## OBJECTIVE:
Find every line below that contains the word "dark", and copy each of those lines.

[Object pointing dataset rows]
▼

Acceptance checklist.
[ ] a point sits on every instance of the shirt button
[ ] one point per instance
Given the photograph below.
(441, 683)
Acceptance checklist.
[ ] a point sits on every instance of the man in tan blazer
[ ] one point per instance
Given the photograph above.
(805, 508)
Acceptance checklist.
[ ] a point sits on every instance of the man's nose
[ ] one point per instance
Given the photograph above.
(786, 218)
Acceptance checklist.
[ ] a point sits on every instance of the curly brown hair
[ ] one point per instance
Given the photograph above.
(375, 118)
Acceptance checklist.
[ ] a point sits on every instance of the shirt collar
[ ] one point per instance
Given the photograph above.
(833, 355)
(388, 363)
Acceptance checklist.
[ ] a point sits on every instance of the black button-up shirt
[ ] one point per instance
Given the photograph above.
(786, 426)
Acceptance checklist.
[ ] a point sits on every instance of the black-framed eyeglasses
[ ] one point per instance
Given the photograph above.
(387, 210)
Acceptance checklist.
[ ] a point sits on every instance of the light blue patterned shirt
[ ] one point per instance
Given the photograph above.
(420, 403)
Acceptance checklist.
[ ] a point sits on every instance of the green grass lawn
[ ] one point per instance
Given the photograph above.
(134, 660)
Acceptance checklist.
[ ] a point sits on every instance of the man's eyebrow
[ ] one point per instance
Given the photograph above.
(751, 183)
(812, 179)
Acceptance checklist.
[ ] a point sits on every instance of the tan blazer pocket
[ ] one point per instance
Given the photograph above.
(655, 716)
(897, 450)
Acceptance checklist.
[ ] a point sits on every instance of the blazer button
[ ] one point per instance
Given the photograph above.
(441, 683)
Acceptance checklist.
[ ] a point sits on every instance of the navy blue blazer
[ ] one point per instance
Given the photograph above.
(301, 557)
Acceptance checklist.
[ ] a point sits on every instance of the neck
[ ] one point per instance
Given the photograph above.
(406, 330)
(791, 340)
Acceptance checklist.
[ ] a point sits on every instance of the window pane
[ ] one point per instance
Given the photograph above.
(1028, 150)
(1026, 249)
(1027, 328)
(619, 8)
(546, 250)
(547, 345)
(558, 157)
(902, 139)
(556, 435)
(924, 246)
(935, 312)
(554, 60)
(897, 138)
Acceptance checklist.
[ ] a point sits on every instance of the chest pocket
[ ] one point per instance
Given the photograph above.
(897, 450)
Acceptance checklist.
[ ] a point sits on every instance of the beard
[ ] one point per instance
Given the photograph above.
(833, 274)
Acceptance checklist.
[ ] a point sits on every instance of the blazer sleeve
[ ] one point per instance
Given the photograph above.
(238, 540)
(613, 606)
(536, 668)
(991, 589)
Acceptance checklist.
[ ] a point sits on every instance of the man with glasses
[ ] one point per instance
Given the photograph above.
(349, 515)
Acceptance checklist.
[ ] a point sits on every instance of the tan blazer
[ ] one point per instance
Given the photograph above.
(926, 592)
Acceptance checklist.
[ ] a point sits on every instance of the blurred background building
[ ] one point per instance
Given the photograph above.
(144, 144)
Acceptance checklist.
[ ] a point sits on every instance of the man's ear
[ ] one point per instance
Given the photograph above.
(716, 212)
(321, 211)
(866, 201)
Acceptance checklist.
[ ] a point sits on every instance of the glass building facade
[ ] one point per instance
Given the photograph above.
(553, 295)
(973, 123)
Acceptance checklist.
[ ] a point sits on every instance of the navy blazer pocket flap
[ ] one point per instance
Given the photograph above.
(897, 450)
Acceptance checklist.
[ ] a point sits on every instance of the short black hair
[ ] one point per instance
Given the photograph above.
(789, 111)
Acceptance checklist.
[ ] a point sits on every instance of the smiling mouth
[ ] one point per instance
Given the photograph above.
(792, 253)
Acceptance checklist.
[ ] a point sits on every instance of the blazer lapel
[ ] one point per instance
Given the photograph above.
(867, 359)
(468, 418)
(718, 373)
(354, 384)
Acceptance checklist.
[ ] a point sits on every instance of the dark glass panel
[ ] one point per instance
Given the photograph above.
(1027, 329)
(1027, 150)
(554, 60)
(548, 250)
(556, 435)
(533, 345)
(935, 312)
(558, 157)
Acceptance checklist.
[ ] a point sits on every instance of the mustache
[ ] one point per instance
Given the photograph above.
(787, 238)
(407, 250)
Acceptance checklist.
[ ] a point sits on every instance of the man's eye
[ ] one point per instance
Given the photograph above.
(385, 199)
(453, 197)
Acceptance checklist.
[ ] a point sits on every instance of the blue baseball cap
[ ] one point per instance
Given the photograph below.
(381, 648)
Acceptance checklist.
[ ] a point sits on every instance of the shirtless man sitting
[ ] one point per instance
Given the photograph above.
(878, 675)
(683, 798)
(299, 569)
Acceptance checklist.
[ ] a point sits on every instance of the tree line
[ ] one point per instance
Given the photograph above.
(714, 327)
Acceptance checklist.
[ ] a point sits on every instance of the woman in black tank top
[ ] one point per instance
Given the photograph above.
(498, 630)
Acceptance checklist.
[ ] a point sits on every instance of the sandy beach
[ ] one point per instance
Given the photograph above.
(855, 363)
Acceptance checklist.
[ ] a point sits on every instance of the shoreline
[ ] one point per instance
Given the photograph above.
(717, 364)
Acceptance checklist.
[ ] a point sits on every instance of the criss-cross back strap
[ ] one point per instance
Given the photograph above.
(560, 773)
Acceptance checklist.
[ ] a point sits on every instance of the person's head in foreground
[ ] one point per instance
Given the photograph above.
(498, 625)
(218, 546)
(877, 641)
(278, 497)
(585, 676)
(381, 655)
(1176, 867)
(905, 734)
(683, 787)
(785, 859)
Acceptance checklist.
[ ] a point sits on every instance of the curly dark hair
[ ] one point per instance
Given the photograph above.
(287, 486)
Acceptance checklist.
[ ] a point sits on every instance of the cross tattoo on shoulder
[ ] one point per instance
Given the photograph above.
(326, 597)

▲

## RESPONSE TO THIS TASK:
[ ] a point sits on every instance of the dark glass panel
[ ] a point sits on every instance of the curly dark hair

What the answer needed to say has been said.